» **Problem to work on**
Rescale the stretch from the line containing "Where can the dog's front" through the end of the material, copying every line, requests included, but multiplying each coordinate in the answer points by 2.2 and rounding to whole numbers, with halves rounded up. Leave the numbers in the requests and their format samples unchanged, and give only these lines.

» **Provided records**
==========
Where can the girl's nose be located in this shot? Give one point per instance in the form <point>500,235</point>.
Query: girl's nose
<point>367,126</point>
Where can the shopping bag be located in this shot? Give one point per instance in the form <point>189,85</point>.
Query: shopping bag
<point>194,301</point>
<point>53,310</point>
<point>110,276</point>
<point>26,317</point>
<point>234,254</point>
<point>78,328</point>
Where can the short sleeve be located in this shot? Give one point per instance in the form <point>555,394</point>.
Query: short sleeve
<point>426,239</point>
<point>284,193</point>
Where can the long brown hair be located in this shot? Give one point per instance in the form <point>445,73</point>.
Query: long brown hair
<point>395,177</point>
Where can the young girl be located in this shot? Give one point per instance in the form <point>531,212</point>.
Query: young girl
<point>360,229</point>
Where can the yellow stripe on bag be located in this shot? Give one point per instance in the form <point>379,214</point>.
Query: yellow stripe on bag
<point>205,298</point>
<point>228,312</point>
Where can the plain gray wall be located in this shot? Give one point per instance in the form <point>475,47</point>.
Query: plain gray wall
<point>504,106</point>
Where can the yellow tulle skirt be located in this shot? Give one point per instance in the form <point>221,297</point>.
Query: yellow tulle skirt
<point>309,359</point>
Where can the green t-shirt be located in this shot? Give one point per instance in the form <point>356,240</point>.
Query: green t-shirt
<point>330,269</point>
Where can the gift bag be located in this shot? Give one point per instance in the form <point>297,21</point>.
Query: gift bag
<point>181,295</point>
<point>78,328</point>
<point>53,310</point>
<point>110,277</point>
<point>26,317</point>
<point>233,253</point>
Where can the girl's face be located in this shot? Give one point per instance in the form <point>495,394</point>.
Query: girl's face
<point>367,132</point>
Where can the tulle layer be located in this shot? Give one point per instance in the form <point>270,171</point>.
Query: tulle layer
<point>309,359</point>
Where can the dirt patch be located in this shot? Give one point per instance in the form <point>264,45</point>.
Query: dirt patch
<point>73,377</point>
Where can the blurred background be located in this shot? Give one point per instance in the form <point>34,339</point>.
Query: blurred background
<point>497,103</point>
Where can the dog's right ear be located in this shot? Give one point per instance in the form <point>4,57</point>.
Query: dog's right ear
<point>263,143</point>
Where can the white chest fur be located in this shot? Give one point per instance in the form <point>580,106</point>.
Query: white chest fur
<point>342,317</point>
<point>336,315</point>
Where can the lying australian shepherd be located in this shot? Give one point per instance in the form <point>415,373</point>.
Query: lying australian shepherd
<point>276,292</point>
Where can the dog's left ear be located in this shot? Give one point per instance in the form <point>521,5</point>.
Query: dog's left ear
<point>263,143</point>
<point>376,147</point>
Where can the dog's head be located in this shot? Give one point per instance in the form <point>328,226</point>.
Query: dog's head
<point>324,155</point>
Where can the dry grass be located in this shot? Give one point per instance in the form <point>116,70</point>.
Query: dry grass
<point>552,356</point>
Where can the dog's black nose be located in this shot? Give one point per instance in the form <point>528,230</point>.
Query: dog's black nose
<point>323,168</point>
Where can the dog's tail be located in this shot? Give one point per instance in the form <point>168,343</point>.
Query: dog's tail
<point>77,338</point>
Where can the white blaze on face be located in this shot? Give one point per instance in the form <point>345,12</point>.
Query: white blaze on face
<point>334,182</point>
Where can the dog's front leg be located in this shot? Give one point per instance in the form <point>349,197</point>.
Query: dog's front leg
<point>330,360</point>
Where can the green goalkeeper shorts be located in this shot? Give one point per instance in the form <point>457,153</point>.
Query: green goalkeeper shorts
==========
» **Response for this exercise**
Where can the dog's front leg be located in this shot? Give one point per instance in the form <point>349,197</point>.
Query: dog's front leg
<point>726,792</point>
Where can the green goalkeeper shorts be located in this shot? Give one point per instance in the form <point>457,153</point>.
Query: green goalkeeper shorts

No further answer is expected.